(Entries from a point annotation set)
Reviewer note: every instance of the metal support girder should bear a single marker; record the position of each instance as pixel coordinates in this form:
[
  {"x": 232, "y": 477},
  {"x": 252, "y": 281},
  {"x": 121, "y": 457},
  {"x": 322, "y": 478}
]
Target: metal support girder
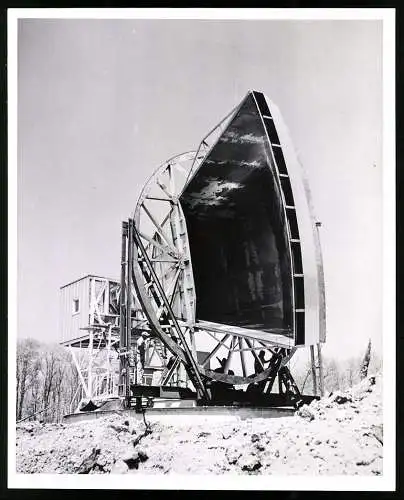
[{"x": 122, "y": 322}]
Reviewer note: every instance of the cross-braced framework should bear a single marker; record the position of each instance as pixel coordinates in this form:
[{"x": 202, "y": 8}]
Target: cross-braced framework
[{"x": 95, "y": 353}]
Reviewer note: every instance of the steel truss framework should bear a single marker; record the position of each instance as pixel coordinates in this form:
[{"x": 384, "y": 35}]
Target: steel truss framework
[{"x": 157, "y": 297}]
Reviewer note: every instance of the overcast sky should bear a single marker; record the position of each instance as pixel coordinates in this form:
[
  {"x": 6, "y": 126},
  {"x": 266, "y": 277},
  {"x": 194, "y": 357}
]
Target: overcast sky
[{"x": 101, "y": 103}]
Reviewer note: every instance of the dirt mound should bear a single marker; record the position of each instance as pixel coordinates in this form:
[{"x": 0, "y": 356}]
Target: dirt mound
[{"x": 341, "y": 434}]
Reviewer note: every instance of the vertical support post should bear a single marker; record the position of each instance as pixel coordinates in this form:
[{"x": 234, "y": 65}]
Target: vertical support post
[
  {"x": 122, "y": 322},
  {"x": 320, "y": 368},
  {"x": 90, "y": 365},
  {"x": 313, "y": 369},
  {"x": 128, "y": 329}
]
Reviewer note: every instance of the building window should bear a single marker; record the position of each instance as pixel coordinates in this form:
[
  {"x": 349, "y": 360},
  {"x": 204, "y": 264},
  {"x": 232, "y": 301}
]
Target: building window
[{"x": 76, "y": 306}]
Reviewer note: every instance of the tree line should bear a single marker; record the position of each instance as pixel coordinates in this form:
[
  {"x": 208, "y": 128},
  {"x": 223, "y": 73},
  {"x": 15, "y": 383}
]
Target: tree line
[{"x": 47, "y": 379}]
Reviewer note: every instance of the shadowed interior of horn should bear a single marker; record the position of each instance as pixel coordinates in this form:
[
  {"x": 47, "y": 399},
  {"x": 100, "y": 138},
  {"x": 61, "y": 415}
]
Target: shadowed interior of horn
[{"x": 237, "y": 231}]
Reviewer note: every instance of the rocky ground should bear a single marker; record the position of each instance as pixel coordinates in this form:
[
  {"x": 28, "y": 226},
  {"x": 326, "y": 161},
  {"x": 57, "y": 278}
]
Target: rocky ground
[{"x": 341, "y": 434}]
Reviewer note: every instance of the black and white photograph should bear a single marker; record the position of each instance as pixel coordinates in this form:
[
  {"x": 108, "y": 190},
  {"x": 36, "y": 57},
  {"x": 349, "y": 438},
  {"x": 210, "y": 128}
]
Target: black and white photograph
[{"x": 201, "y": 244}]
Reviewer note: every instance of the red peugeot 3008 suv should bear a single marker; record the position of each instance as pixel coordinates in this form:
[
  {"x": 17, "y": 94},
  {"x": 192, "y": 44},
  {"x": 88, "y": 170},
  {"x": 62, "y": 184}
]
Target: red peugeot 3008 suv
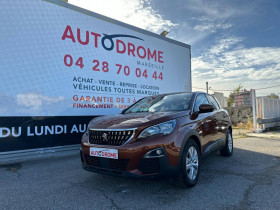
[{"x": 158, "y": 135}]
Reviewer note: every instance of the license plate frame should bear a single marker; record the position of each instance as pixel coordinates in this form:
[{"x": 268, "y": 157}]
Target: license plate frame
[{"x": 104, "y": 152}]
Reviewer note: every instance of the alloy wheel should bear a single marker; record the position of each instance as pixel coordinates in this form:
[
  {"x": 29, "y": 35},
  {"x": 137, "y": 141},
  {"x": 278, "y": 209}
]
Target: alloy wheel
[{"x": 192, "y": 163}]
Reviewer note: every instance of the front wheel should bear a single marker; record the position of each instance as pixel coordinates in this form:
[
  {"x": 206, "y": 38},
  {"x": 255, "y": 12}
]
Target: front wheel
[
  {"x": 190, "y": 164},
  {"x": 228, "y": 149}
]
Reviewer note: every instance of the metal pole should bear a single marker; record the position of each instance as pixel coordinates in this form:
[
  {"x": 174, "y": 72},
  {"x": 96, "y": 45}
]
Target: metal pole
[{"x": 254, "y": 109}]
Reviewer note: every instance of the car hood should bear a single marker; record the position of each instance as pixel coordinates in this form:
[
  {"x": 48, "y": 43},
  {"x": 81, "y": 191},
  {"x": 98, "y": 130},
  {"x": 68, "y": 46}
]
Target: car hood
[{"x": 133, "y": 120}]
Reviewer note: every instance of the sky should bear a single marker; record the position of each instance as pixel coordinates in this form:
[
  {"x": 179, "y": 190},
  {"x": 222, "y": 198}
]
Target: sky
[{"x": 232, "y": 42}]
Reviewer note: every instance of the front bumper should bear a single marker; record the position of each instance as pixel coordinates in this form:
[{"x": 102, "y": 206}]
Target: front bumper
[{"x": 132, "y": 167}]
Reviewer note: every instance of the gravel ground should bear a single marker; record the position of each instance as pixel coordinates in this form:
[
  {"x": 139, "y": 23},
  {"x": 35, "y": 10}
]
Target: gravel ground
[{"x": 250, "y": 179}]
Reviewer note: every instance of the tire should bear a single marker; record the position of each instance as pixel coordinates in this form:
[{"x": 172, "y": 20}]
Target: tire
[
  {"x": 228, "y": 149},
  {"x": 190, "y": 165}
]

▶ _TO DO_
Rewrite the part of the records above that opens with the line containing "Reviewer note: every instance of the front bumper" and runs through the end of the records, keeping every line. Increase each x and y coordinate in the answers by 92 and leave all other numbers as they are.

▶ _RESULT FOR THIS TASK_
Reviewer note: every instance of the front bumper should bear a single marker; record the position of each instance as pixel coordinates in this form:
[{"x": 102, "y": 206}]
Target: front bumper
[{"x": 224, "y": 259}]
Reviewer note: every instance of the gravel ground should bear a single marker; record the position of each instance as pixel coordinates in this form:
[
  {"x": 139, "y": 23},
  {"x": 35, "y": 10}
]
Target: gravel ground
[{"x": 342, "y": 271}]
Reviewer note: every instance of the tire should bear a single marker; record the position of each instance as pixel coordinates in this form:
[{"x": 172, "y": 20}]
Target: tire
[
  {"x": 320, "y": 241},
  {"x": 282, "y": 257}
]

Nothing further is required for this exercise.